*Records for the exercise:*
——
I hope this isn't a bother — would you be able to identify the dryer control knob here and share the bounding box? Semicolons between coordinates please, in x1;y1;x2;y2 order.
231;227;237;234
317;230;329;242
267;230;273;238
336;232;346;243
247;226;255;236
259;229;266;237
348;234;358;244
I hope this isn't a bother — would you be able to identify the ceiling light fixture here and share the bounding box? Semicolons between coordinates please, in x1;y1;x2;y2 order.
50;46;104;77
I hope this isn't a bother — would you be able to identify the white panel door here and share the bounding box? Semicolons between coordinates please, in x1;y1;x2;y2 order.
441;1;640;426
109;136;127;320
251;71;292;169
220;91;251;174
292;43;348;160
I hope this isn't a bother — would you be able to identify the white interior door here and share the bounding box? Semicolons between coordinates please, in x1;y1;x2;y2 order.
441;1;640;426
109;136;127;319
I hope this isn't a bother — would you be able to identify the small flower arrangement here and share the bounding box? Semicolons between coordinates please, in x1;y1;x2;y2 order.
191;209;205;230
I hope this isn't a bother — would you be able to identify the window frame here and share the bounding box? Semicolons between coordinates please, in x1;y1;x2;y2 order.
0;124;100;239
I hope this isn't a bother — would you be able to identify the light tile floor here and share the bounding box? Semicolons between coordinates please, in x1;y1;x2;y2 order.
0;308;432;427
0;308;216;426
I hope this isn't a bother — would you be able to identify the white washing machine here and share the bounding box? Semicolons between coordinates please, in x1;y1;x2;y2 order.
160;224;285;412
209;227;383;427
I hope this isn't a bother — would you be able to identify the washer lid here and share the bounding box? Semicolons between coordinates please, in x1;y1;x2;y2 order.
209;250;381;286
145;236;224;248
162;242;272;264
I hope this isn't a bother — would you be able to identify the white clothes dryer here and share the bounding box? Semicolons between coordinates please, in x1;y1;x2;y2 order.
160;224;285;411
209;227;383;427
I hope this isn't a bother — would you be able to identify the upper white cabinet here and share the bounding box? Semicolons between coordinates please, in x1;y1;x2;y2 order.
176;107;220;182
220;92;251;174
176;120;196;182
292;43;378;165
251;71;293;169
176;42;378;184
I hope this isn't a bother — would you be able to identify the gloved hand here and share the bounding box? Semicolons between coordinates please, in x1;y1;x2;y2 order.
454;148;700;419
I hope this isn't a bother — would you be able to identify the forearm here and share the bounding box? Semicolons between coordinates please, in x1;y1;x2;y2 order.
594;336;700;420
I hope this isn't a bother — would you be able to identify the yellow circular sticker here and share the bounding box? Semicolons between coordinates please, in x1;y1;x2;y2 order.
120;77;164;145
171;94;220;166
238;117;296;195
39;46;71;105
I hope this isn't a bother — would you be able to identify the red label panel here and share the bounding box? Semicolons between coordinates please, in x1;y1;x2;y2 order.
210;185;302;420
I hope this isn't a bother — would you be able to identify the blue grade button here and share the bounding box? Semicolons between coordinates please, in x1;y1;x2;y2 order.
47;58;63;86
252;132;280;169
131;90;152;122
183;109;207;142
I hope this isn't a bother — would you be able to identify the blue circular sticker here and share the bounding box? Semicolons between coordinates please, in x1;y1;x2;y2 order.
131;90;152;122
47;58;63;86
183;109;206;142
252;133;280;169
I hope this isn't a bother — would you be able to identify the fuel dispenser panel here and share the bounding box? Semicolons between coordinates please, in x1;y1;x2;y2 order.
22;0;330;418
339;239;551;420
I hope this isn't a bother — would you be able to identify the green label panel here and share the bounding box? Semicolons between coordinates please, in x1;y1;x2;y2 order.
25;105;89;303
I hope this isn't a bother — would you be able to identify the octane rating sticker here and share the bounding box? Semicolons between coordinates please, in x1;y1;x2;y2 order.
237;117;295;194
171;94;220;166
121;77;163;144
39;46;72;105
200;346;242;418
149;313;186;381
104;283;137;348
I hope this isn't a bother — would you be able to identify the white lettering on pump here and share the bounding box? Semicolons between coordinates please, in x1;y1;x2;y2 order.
——
*Exercise objective:* Everything in the data above should be output exactly as it stands.

*Solution:*
I hope this isn't a bother — would you be able to identify the dryer control knob here and share the bounding box? Semicolons between coordinates please, in x1;y1;x2;y2 order.
231;227;237;234
317;230;329;242
267;230;273;238
336;232;346;243
247;226;255;236
259;229;266;237
348;234;358;244
I hope this isn't a bother — would you be able to identify the ceiling light fixture here and share the bounding box? Semicolons between coordinates please, in x1;y1;x2;y2 order.
50;46;104;77
I hope this isn't a bother — would you be able to identify the white panel door here and share the bounding box? Semicolons between coordinates please, in x1;y1;x2;y2 order.
441;1;640;426
109;136;127;320
251;71;292;169
220;91;251;174
292;43;348;160
I hope this isn't a bother — would you be able to identify the white interior door here and share the bounding box? Semicolons between coordinates please, in x1;y1;x2;y2 order.
441;1;640;426
109;136;127;319
I hope this isn't a bother — would you be able to identify the small flower arrangement here and share the bounding box? Semicolons between coordinates please, in x1;y1;x2;y2 order.
191;209;205;230
I hope this isn't a bother — would you be able to identify the window frame here and share the bounding box? Semicolons between coordinates please, in x1;y1;x2;y2 order.
0;124;100;239
I hope this isn't a bother — would you be able to identify the light tile floor here and share the bounding box? Semicolons between coordinates please, in x1;y1;x2;y2 order.
0;308;432;427
0;308;216;426
I hope this isn't a bother — would you be able to identify the white washing machine here and share the bounding box? Semicolons between coordinates please, in x1;y1;x2;y2 order.
160;224;285;412
209;227;383;427
I hope this isn't a bother — would you be able to identify the washer lid here and share the bounding box? Semicolons between coordinates please, in x1;y1;x2;y2 order.
209;250;381;286
145;236;224;248
162;242;272;264
I hope this isn't a bother — would you be able to identify the white clothes dryer here and share the bounding box? Semicolons between coordinates please, in x1;y1;x2;y2 order.
160;224;285;411
209;227;383;427
I hope this isn't a bother — would you be able to identify the upper white cabinet here and share the bounding box? Semicolons between coordinates please, in x1;y1;x2;y2 order.
176;107;220;182
220;92;251;174
176;120;196;182
292;43;378;165
251;71;293;169
176;42;378;184
I hope this isn't a bother — would you be able to identify the gloved hand here and share the bounding box? Semicolons between coordinates please, in x1;y1;x2;y2 order.
454;148;700;419
I hope this isn't a bother — would you be able to identify the forearm here and share the bounding box? Semicolons between coordinates please, in x1;y1;x2;y2 order.
594;336;700;420
I hope this isn't a bother — would you be able to identify the yellow circular sticker here and share the bounding box? Semicolons between coordinates please, in x1;y1;x2;y2 order.
120;77;164;145
171;94;220;166
238;117;296;195
39;46;71;105
I hope this isn't a bother — would you be able to identify the red label panel here and share the bounding box? Semicolons between coordinates please, in x1;y1;x2;y2 order.
210;185;302;420
I hope this isn't a bother — would you be able to identify the blue grade button here and share the bounding box? Semicolons between coordinates please, in x1;y1;x2;y2 order.
47;58;63;86
252;132;280;169
131;90;152;122
183;109;207;142
I hope this isn't a bother — would you be able to identify the blue circular sticker here and share the bounding box? Semicolons between coordinates please, in x1;y1;x2;y2 order.
131;90;152;122
47;58;63;86
183;109;206;142
252;133;280;169
I hope this isn't a bother — would you be able to identify the fuel dispenser panel here and share the bounding box? Semicolons between coordinates please, in x1;y1;x2;y2 order.
22;0;330;418
339;239;551;420
I hope this isn't a bother — would you be able to identify the green label panel here and share the bounding box? Semicolons between coordinates please, in x1;y1;x2;y2 order.
25;105;89;303
I hope this isn't a bother — would you be able to identify the octane rating sticker here and share the bounding box? Semicolons between coordinates please, in x1;y1;x2;y2 order.
237;117;295;194
171;94;220;166
121;77;163;144
39;46;72;105
200;346;242;418
149;313;186;381
104;283;137;348
I hope this isn't a bother — would you be able to identify the white lettering on pump here and share the bounding box? Semicolons between coordinates please, in x1;y1;x2;y2 order.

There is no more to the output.